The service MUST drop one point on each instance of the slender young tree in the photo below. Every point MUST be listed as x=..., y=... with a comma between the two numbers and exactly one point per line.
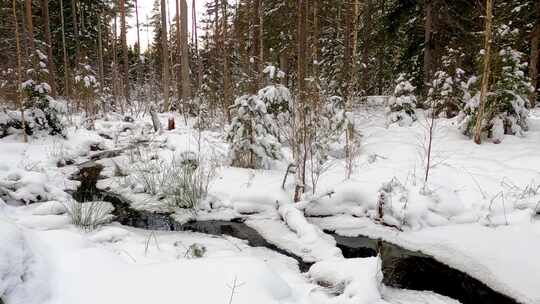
x=67, y=87
x=75, y=32
x=227, y=94
x=48, y=40
x=186, y=83
x=486, y=72
x=178, y=54
x=19, y=69
x=100, y=53
x=300, y=149
x=125, y=60
x=428, y=40
x=256, y=34
x=535, y=56
x=30, y=27
x=165, y=55
x=349, y=74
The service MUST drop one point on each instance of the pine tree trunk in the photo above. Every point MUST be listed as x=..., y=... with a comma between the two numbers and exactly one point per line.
x=165, y=55
x=300, y=104
x=139, y=63
x=100, y=54
x=125, y=59
x=227, y=95
x=75, y=33
x=48, y=40
x=349, y=76
x=535, y=56
x=428, y=41
x=178, y=54
x=255, y=46
x=486, y=72
x=19, y=70
x=186, y=82
x=67, y=86
x=30, y=29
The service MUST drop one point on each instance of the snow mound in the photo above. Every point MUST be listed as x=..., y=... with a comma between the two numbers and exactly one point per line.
x=21, y=272
x=109, y=234
x=50, y=208
x=347, y=281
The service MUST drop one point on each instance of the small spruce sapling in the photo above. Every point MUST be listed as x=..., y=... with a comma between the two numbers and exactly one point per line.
x=253, y=143
x=402, y=104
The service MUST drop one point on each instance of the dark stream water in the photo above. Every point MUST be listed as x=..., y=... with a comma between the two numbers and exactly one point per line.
x=401, y=268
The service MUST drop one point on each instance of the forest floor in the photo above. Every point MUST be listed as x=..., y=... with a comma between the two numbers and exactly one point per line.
x=476, y=213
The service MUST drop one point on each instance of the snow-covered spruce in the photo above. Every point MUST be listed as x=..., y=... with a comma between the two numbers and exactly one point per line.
x=86, y=86
x=251, y=138
x=41, y=110
x=401, y=105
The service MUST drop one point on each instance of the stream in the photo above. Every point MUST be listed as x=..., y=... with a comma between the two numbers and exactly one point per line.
x=401, y=268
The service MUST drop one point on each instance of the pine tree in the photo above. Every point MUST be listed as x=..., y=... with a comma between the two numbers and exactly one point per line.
x=251, y=134
x=402, y=104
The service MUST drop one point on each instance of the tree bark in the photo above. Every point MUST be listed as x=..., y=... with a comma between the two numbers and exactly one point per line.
x=67, y=86
x=165, y=55
x=100, y=54
x=255, y=46
x=300, y=104
x=535, y=57
x=428, y=41
x=48, y=40
x=75, y=32
x=178, y=54
x=486, y=72
x=227, y=95
x=351, y=29
x=19, y=70
x=125, y=59
x=30, y=28
x=186, y=82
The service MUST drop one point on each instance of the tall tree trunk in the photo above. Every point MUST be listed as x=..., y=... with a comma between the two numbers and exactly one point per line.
x=114, y=63
x=30, y=28
x=67, y=87
x=100, y=54
x=301, y=101
x=125, y=59
x=535, y=56
x=19, y=69
x=428, y=41
x=139, y=63
x=75, y=33
x=178, y=55
x=349, y=76
x=367, y=46
x=227, y=95
x=165, y=55
x=486, y=72
x=255, y=46
x=186, y=82
x=48, y=40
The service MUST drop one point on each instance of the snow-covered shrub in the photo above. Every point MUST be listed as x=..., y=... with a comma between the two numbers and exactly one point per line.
x=506, y=99
x=251, y=134
x=402, y=103
x=89, y=215
x=41, y=110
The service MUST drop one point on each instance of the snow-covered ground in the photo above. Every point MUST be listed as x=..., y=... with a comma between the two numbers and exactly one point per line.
x=476, y=213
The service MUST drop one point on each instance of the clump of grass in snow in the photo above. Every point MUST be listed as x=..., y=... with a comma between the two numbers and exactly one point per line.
x=89, y=215
x=182, y=182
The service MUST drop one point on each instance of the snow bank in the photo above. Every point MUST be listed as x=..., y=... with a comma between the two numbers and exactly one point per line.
x=22, y=274
x=347, y=281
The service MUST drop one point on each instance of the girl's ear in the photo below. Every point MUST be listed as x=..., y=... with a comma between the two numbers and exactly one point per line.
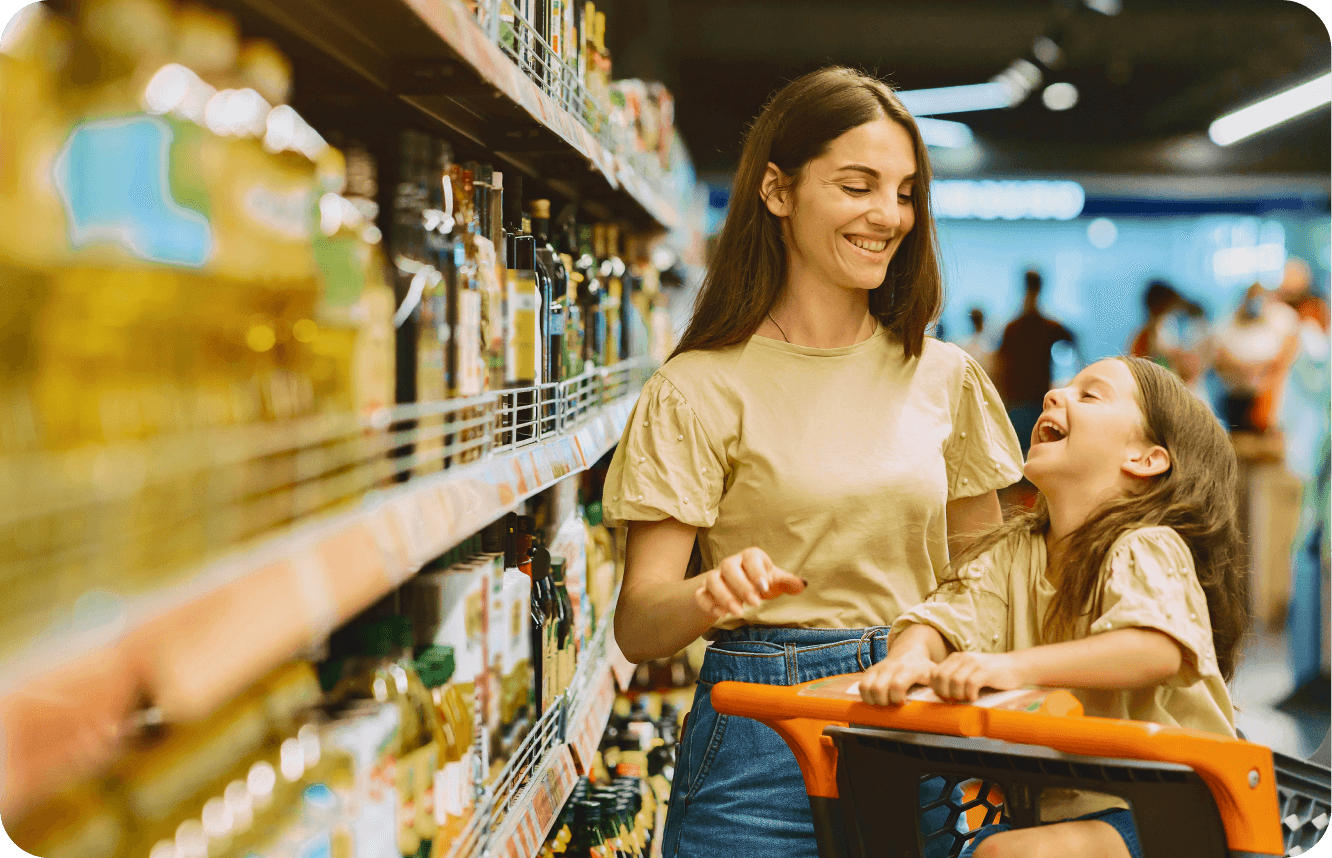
x=1148, y=461
x=774, y=191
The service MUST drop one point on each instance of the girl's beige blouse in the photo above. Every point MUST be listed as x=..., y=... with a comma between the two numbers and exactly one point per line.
x=838, y=462
x=1147, y=582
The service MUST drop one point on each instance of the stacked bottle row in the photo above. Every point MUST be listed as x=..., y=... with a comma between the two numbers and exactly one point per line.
x=561, y=44
x=617, y=812
x=382, y=746
x=205, y=301
x=496, y=292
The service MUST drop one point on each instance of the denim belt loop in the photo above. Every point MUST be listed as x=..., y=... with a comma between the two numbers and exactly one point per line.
x=867, y=637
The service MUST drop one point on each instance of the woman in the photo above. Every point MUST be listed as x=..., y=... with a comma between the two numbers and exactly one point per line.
x=823, y=454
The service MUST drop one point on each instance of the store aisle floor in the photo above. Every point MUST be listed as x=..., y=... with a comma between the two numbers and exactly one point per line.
x=1262, y=681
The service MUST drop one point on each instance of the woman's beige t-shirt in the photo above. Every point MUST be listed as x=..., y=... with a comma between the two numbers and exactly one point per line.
x=837, y=462
x=1147, y=582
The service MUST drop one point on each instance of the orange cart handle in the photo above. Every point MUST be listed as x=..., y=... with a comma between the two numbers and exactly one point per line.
x=1239, y=773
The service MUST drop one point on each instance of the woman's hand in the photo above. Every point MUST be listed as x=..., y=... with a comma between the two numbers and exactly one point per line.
x=889, y=681
x=745, y=578
x=962, y=676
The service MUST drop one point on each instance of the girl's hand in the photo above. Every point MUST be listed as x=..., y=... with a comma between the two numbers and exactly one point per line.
x=889, y=681
x=745, y=578
x=962, y=676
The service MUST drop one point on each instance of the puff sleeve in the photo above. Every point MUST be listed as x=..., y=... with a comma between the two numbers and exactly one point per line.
x=665, y=465
x=1151, y=584
x=970, y=613
x=982, y=453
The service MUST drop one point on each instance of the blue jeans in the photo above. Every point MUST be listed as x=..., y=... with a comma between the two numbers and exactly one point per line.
x=738, y=789
x=1118, y=818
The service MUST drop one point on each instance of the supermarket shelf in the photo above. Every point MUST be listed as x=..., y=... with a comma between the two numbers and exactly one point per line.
x=188, y=648
x=517, y=812
x=436, y=57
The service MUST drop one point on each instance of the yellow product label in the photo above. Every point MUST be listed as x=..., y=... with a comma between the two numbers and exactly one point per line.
x=525, y=340
x=468, y=345
x=372, y=359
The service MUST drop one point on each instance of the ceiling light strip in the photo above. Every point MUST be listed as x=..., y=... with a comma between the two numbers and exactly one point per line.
x=1272, y=111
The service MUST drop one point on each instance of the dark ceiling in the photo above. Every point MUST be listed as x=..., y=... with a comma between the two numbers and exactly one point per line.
x=1151, y=79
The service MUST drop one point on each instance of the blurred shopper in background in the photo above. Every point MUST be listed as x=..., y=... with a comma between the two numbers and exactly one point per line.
x=1176, y=336
x=1255, y=348
x=981, y=345
x=1307, y=440
x=1022, y=363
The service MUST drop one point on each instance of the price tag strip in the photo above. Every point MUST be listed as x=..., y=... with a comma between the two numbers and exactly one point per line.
x=536, y=806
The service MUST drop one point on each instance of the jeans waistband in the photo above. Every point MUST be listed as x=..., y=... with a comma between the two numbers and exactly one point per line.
x=783, y=656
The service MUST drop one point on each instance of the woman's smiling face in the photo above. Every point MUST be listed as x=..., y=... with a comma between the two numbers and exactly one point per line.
x=851, y=208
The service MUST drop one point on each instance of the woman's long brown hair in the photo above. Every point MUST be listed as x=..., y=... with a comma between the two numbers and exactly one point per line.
x=747, y=269
x=1196, y=497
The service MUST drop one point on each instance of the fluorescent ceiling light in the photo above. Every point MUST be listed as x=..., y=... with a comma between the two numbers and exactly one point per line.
x=942, y=132
x=989, y=96
x=1251, y=120
x=1059, y=96
x=1006, y=200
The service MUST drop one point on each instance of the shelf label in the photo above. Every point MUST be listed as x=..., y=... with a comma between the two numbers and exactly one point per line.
x=392, y=544
x=500, y=478
x=541, y=465
x=412, y=524
x=524, y=484
x=534, y=809
x=589, y=724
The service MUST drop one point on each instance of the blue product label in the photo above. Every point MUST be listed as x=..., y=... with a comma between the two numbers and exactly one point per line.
x=112, y=177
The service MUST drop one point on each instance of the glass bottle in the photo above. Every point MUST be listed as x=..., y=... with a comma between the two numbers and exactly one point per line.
x=554, y=303
x=610, y=297
x=590, y=297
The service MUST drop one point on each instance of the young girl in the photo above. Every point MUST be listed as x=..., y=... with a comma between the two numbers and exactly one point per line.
x=1124, y=585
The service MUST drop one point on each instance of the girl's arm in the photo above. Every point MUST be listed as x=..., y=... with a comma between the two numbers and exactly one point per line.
x=1128, y=658
x=911, y=660
x=967, y=517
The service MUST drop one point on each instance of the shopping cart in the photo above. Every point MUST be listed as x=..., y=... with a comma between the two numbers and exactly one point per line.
x=1191, y=793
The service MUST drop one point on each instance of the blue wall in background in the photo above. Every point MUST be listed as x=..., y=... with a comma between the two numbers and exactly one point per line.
x=1098, y=292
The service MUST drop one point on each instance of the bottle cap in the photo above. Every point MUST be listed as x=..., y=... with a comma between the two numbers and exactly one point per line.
x=436, y=665
x=377, y=638
x=540, y=562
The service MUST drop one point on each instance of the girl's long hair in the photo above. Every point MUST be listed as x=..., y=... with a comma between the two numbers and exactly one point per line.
x=747, y=268
x=1196, y=497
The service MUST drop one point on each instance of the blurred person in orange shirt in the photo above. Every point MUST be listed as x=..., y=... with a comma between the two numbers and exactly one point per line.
x=1175, y=336
x=1255, y=347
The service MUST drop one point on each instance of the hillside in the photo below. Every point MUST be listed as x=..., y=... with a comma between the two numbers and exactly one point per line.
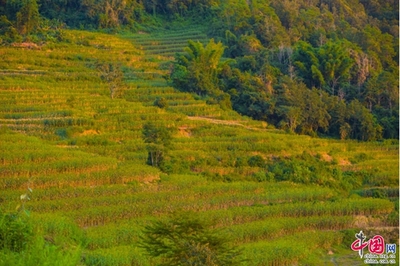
x=83, y=155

* * * * * * *

#### Goal
Reproduce the material verbatim between the lines holding "of the yellow" and "x=1272, y=111", inclusive.

#### The output
The service MUST drop one point on each instance of the yellow product label in the photo above. Every point MUST be listed as x=..., y=... with a comma between the two numbers and exactly one point per line.
x=525, y=340
x=468, y=345
x=372, y=359
The service MUST drop one point on each instance of the ceiling light strip in the photo above. Every point MUST be listed as x=..., y=... with a comma between the two numbers and exactly one point per line.
x=1272, y=111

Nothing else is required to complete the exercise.